## EXERCISE:
Could you repeat every entry below word for word, leaving out the pictures?

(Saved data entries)
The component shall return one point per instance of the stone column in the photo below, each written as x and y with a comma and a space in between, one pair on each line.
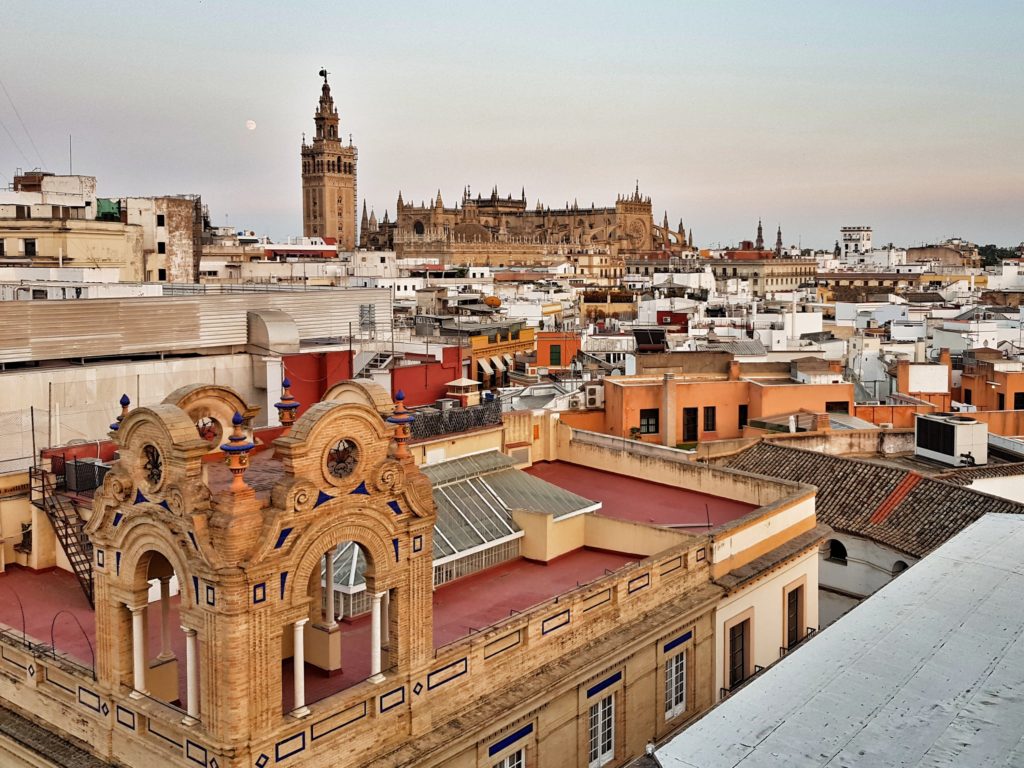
375, 640
329, 619
192, 677
138, 650
165, 624
299, 658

## WRITTEN SOLUTION:
The component shall return one point per instance of the stone column in the photo below, each written as x and y with a comma and a space in between, one pair on each line.
375, 640
329, 619
192, 677
138, 650
165, 624
299, 658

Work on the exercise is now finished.